### [Written task]
Could you copy, word for word, only the lines from the one containing "the yellow trousers" through the last line of the records below, both included?

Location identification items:
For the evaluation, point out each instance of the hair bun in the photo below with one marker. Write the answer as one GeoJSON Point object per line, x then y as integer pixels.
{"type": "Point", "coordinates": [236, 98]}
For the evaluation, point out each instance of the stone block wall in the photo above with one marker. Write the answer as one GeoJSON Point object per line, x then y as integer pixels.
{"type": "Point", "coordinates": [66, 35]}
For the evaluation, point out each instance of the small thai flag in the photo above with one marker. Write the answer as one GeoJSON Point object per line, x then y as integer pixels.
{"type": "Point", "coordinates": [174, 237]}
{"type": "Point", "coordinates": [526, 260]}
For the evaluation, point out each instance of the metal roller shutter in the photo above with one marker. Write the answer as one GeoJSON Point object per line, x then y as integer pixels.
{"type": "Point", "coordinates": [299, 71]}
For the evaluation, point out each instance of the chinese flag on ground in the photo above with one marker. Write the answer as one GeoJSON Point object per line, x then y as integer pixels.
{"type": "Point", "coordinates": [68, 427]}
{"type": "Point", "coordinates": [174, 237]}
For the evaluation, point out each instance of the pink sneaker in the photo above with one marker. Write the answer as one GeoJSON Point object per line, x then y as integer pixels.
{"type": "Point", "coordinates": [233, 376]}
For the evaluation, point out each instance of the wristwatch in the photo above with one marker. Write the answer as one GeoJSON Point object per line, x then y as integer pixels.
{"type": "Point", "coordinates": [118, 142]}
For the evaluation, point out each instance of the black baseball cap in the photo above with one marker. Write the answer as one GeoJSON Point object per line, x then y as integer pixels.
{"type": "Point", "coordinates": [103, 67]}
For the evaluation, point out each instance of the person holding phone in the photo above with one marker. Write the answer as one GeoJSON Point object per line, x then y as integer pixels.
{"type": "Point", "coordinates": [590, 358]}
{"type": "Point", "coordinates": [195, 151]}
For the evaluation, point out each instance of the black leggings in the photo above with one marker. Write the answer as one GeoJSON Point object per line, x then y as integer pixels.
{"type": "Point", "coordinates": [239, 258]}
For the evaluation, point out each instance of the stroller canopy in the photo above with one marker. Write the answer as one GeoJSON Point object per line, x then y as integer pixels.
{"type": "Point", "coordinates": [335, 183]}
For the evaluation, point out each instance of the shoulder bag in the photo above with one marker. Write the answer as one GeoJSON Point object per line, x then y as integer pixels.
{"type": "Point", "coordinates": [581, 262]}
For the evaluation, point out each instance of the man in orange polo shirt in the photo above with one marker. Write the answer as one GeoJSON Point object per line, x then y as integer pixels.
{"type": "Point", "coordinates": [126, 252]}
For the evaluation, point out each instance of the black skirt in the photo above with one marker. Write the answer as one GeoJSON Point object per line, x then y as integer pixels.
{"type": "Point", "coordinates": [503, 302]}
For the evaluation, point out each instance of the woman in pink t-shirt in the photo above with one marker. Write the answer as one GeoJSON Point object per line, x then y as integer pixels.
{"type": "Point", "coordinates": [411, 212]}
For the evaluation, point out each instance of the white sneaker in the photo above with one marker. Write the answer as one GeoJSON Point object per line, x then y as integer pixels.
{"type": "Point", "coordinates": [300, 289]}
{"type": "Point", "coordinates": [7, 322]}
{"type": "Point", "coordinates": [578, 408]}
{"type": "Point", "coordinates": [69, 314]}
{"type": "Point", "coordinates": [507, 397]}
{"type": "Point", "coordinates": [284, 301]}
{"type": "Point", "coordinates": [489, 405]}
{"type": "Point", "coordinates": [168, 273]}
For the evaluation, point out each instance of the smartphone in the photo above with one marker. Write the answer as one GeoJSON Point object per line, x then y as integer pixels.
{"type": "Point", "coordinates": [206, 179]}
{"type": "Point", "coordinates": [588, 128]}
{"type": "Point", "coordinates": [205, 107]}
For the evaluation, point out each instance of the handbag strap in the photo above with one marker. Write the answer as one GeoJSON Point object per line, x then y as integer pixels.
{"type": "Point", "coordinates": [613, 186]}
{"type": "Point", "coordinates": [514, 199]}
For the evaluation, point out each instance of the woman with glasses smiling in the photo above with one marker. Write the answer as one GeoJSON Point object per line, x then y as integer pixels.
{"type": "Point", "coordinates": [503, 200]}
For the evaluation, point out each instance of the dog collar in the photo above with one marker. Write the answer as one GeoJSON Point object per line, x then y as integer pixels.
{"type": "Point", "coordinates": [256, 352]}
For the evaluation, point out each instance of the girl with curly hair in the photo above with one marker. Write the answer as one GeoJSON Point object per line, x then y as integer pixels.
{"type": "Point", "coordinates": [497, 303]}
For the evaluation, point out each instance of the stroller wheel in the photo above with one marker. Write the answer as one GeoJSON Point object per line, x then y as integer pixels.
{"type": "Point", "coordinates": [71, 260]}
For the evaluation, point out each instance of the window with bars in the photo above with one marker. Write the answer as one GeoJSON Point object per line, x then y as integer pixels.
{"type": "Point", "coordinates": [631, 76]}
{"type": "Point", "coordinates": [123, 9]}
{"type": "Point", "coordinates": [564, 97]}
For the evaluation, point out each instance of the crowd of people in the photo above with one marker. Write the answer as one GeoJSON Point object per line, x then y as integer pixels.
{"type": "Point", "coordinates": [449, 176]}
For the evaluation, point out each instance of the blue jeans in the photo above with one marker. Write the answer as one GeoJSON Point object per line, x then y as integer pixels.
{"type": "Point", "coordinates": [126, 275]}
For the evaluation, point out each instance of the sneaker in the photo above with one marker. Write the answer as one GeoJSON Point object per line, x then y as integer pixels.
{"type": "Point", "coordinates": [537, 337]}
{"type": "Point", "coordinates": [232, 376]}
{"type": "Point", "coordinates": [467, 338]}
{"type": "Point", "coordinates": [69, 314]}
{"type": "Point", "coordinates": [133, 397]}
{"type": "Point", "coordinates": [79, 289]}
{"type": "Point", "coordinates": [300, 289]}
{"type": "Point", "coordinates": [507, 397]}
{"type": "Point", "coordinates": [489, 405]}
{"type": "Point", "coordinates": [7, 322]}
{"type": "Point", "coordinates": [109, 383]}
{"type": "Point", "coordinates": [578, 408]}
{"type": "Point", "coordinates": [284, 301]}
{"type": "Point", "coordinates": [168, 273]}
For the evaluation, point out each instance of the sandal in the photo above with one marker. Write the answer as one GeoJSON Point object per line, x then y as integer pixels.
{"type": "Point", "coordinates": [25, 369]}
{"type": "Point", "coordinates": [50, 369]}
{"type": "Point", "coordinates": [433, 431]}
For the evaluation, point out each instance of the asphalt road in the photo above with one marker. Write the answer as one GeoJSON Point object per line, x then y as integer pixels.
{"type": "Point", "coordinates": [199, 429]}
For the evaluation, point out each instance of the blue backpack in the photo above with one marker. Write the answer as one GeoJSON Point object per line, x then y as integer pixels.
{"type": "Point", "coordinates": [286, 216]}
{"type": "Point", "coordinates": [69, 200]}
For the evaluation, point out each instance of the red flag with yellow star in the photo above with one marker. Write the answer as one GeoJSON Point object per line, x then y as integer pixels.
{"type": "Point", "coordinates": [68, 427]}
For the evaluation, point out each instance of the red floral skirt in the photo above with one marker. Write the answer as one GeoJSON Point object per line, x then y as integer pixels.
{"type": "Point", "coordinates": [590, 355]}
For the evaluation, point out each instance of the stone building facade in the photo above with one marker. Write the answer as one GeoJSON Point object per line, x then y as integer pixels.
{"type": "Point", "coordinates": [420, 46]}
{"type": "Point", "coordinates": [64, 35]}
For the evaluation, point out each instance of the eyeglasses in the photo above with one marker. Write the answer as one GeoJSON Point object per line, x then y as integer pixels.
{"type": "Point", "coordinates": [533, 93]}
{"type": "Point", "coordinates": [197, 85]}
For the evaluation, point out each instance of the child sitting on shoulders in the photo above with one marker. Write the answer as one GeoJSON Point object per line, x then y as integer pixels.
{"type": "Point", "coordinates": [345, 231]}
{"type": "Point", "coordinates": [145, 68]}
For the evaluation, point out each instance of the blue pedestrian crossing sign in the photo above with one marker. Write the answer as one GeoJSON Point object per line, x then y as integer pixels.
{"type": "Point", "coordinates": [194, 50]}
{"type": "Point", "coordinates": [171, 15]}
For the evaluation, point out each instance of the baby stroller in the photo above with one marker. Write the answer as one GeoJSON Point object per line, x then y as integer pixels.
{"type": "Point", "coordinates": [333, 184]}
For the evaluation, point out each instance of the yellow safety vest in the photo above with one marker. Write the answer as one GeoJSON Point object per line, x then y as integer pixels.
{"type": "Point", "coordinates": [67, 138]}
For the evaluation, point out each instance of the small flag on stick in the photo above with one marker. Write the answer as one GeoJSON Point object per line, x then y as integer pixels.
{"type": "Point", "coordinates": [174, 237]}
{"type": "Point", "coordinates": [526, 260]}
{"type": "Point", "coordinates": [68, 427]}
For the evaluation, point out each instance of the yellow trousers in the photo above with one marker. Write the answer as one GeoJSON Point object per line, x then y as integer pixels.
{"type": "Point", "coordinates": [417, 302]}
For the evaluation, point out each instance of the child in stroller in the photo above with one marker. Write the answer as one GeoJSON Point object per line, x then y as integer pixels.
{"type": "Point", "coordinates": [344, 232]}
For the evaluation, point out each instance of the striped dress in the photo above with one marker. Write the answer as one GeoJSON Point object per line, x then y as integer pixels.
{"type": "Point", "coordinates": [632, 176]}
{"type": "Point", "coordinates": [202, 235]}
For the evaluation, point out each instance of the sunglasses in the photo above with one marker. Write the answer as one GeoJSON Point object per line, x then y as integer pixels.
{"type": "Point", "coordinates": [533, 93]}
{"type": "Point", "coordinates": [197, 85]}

### [Exercise output]
For the evaluation, point out each instance of the yellow trousers in the photo above with one marker. Write the answer as one GeoJSON Point object per line, x then y as integer pixels.
{"type": "Point", "coordinates": [417, 302]}
For the evaluation, point out each instance of the child in stroller in the photo above with one marker. Write the answer as one GeoJSON Point object per line, x then y as integer pixels.
{"type": "Point", "coordinates": [344, 232]}
For the evaluation, point out each instance of the striped dress in the photo above with one marker. Write the answer as one GeoJSON Point object per line, x then y as integer pixels.
{"type": "Point", "coordinates": [632, 176]}
{"type": "Point", "coordinates": [202, 235]}
For the evaluation, point out each instance of the sunglasses in the photo above with one marker. Write the answer as one GeoJSON Point object per line, x then y as integer pixels.
{"type": "Point", "coordinates": [533, 93]}
{"type": "Point", "coordinates": [197, 85]}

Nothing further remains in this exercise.